— Begin Materials provided —

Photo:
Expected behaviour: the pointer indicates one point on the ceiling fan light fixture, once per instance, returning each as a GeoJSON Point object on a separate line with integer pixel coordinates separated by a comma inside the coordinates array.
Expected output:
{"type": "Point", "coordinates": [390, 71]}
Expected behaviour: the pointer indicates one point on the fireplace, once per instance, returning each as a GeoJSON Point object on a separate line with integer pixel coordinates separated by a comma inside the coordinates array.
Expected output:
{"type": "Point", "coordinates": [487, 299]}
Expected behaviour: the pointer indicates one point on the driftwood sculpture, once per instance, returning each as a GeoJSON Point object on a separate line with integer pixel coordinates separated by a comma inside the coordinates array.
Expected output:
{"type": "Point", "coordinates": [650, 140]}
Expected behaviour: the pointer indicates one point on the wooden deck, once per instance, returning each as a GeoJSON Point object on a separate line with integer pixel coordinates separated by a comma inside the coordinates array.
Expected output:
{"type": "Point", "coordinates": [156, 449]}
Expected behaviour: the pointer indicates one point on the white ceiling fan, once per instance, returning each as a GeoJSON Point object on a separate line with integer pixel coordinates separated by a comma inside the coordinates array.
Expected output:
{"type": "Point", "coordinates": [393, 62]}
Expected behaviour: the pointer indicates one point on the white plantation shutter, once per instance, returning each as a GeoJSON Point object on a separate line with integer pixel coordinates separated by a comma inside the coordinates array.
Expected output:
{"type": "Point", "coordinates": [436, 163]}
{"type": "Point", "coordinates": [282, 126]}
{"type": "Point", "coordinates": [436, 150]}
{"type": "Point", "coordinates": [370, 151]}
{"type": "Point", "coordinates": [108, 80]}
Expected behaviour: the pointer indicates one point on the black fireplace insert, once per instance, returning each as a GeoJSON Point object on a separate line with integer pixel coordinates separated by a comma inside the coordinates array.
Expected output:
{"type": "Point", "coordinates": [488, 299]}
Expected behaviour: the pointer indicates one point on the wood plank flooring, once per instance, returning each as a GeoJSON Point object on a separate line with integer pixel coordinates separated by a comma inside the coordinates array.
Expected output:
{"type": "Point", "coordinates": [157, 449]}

— End Materials provided —

## [Problem statement]
Scale the stretch from the row line containing "the wood plank" through the end of the rows, and write those lines again with the requests included. Multiply every point coordinate in the answers by 1.85 and round to whole numbers, with halves going up, but leave the requests and their format samples unchanged.

## [Result of the exercise]
Expected behaviour: the pointer indicates one point on the wood plank flooring, once per instance, returning each as a GeoJSON Point object on a separate line with integer pixel coordinates separated by a comma inside the coordinates array.
Expected output:
{"type": "Point", "coordinates": [290, 831]}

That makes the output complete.